-- TASK DESCRIPTION --
Quote the whole listing verbatim.

-- MATERIAL --

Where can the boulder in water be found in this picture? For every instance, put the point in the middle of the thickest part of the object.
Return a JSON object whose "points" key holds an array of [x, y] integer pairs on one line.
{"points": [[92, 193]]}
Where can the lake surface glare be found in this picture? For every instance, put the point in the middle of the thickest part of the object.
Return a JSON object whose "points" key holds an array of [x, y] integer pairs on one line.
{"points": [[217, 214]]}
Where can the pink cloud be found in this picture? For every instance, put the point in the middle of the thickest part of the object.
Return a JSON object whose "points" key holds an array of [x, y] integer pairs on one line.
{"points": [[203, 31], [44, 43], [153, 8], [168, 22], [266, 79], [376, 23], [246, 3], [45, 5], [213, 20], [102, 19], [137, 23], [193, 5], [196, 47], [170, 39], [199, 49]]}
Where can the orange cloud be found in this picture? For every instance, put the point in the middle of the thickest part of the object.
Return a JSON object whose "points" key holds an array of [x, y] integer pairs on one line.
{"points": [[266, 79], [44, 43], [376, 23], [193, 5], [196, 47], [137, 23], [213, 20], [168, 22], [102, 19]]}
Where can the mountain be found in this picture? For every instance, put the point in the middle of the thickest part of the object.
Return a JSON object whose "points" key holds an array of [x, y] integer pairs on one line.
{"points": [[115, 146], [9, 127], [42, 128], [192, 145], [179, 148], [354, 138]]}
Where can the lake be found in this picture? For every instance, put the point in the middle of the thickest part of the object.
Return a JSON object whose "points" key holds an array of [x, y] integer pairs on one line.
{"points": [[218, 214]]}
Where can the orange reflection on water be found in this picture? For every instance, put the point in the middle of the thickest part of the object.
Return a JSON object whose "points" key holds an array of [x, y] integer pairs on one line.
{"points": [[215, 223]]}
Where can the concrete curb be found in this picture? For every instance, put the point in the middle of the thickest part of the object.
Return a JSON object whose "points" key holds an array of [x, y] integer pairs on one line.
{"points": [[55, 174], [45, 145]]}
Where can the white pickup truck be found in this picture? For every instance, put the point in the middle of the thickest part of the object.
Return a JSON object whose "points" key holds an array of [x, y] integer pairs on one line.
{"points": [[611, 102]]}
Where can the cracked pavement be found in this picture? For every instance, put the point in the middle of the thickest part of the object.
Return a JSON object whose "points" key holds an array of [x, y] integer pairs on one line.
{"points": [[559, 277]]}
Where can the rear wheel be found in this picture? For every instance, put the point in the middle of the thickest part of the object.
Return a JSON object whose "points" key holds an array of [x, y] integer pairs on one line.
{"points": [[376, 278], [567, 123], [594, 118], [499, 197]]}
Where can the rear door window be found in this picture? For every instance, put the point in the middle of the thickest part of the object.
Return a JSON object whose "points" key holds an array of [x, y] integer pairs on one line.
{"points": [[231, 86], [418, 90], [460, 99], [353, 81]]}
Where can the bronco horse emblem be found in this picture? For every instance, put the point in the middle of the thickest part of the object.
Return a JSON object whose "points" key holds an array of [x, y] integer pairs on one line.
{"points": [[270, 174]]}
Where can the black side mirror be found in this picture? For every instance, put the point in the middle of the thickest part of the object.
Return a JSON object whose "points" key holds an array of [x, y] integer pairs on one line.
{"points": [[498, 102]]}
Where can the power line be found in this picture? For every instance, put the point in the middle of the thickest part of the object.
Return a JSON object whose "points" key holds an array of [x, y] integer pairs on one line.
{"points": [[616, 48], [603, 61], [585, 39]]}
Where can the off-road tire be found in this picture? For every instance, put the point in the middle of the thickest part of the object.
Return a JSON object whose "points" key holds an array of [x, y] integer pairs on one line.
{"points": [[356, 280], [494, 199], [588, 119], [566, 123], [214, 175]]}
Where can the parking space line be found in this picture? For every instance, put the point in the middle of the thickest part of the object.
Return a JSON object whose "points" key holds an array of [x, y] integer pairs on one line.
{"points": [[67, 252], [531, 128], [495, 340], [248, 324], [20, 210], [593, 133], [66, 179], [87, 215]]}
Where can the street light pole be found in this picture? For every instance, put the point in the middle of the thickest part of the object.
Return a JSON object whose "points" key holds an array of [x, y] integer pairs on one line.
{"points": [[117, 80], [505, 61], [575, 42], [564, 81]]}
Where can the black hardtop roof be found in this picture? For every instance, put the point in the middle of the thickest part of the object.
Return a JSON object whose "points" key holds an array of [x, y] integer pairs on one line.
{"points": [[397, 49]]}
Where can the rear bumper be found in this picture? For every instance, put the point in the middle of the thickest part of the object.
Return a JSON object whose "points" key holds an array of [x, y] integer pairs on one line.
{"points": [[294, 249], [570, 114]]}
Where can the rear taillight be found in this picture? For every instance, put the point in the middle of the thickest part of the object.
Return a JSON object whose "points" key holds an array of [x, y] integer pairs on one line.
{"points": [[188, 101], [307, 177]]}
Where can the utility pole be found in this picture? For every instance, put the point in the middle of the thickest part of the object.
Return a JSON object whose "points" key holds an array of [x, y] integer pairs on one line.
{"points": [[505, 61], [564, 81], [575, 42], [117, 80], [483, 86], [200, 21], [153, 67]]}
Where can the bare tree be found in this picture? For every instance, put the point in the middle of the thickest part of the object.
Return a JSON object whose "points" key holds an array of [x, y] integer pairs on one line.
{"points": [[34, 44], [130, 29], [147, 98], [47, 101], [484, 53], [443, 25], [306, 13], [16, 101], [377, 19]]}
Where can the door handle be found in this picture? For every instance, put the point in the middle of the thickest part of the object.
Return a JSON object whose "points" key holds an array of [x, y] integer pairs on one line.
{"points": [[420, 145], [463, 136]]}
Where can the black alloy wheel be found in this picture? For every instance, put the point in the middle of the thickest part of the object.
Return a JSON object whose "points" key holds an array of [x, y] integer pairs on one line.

-- SOLUTION BELOW --
Where can the boulder in water be found in this picture? For every instance, put the point in the middle of the thickest part of the object.
Return a JSON object whose "points" key holds an array of [x, y] integer pairs on one line.
{"points": [[92, 193]]}
Where can the lake surface glare be found in this picture? For every instance, put the point in the middle of the thickest part of the object.
Return a JSON object whose "points" key holds an array of [x, y] integer pairs on one line.
{"points": [[217, 214]]}
Where can the pink cloud be found in this picture? For every instance, put the point in the middle of the thickest part of the object.
Return a JSON object whose "points" key holds an array of [x, y] integer pairs on one line.
{"points": [[203, 31], [44, 43], [153, 8], [168, 22], [266, 79], [376, 23], [246, 3], [45, 5], [213, 20], [102, 19], [137, 23], [193, 5], [196, 47], [170, 39], [199, 49]]}
Where can the orange cloud be found in this picture? For every instance, put the point in the middle of the thickest part of the object.
Return a JSON object whose "points" key holds an array of [x, y] integer pairs on one line.
{"points": [[266, 79], [44, 43], [376, 23], [193, 5], [196, 47], [137, 23], [213, 20], [168, 22], [102, 19]]}
Where can the mountain be found in this picture? For every instance, put the point in the middle of the thickest part of the object.
Return a JSON object whose "points" key holds an array of [x, y] integer pairs on one line.
{"points": [[115, 146], [9, 127], [42, 128], [192, 145], [179, 148], [354, 138]]}
Where can the lake be found in this picture? For every instance, put the point in the middle of the thickest part of the object.
Return a JSON object whose "points" key holds an array of [x, y] integer pairs on one line.
{"points": [[218, 214]]}
Where can the orange reflection on water be found in this picture? For every instance, put the point in the middle of the thickest part of the object.
Return a JSON object whose "points" key holds an array of [x, y] integer pairs on one line.
{"points": [[215, 223]]}
Where can the concrete curb be found in this picture? For every instance, put the point in the middle of the thickest part of the object.
Return a JSON object whose "points" key holds an array of [x, y] integer pairs on one line.
{"points": [[55, 174], [45, 145]]}
Where can the white pickup truck be found in this picture? For every instance, put the point in the middle of the thickest part of the object.
Return a JSON object whose "points" key holds an array of [x, y] integer pairs on one line.
{"points": [[611, 102]]}
Where can the cracked pavement be found in this picture? For every instance, put the point in the middle of the thickest part of the object.
Return a JSON object whose "points" key holds an array of [x, y] integer pairs on one line.
{"points": [[559, 277]]}
Where can the rear wheel be found in this picture? For every instance, put the point in the middle of the thickest part of the object.
Return a JSON object whose "points" key holds an array of [x, y] integer pairs on one line.
{"points": [[376, 278], [567, 123], [594, 118], [499, 197]]}
Where can the rear door window be found in this picture? For every instance, put the point in the middle of the thickest part of the object.
Return a JSON object whose "points" key holds an array of [x, y] integer pairs on one line.
{"points": [[231, 86], [418, 90], [460, 99], [353, 81]]}
Where can the bronco horse emblem be found in this picture? For every instance, put the point in the middle of the thickest part of the object.
Return a JSON object whose "points" key holds an array of [x, y] integer pairs on one line.
{"points": [[270, 174]]}
Where can the black side mirror be found in this picture? For every instance, put the point in the middle of the thickest part of the object.
Return a JSON object whose "points" key holds an array of [x, y] integer pairs on one line.
{"points": [[498, 102]]}
Where can the power line be found in this picture? For every instance, put the point in the middle of the thickest part of the object.
Return a JSON object whose "points" key holds an array of [x, y] integer pairs on one line.
{"points": [[616, 48], [603, 61], [585, 39]]}
Where can the off-road tire be found in this picture? For every instance, put the point in the middle of the thickest part of the object.
Return a JSON object whose "points" key holds an array of [x, y] integer pairs on one line.
{"points": [[356, 280], [494, 199], [588, 119], [566, 123], [214, 175]]}
Where can the parking space line be found in this picture? For every instance, put the point in the middle of the thickest part of the object.
Return a JSON object whose "points" key holds an array of [x, y] integer pairs on one line.
{"points": [[67, 252], [531, 128], [495, 340], [248, 324], [20, 210], [593, 133], [66, 179], [87, 215]]}
Where can the street light pole be found in this picture? For every instance, put the point in the middle of the thickest part of the object.
Return a JSON object whose "points" key holds an array of [x, y] integer pairs on one line.
{"points": [[117, 80], [505, 61], [575, 42], [564, 81]]}
Where can the black hardtop roof be found in this picture? For every instance, put the point in the middle of the thickest part of the object.
Return a JSON object whose "points" key holds an array of [x, y] integer pairs on one line.
{"points": [[397, 49]]}
Where can the rear bumper be found in this picture? For every instance, put the point in the middle of the thickest part of the object.
Return a JSON object whose "points" key holds an array of [x, y] integer pairs on one line.
{"points": [[294, 249], [570, 114]]}
Where can the rear taillight be found in this picture? For every instance, put the point in the middle of the thickest part of the object.
Return a JSON object whose "points" key holds an array of [x, y] integer pairs on one line.
{"points": [[188, 101], [307, 177]]}
Where can the utility pole be found in this picture? For every instance, put the point in the middle of the thickest part of the object.
Return a JSON object whose "points" key holds an array of [x, y] integer pairs on one line.
{"points": [[505, 61], [564, 81], [575, 42], [117, 80], [483, 86], [200, 21], [153, 67]]}
Where can the bare tree be found in this picture? For every instance, put the point in the middle of the thickest part of the object.
Return a JSON object whose "points" key holds an array of [x, y] integer pairs on one line.
{"points": [[34, 44], [130, 29], [147, 98], [47, 101], [484, 53], [443, 25], [306, 13], [16, 101], [377, 19]]}
Where can the door handle be found in this picture? For every instance, put the point in the middle of the thickest part of the object.
Return a JSON object whose "points" key holds an array of [x, y] integer pairs on one line.
{"points": [[420, 145], [463, 136]]}
Where can the black alloy wheel be found in this picture? For every instance, put the point in the middle of the thickest part of the object.
Return a JSON object whose "points" key holds an array of [x, y] integer pairs on one line.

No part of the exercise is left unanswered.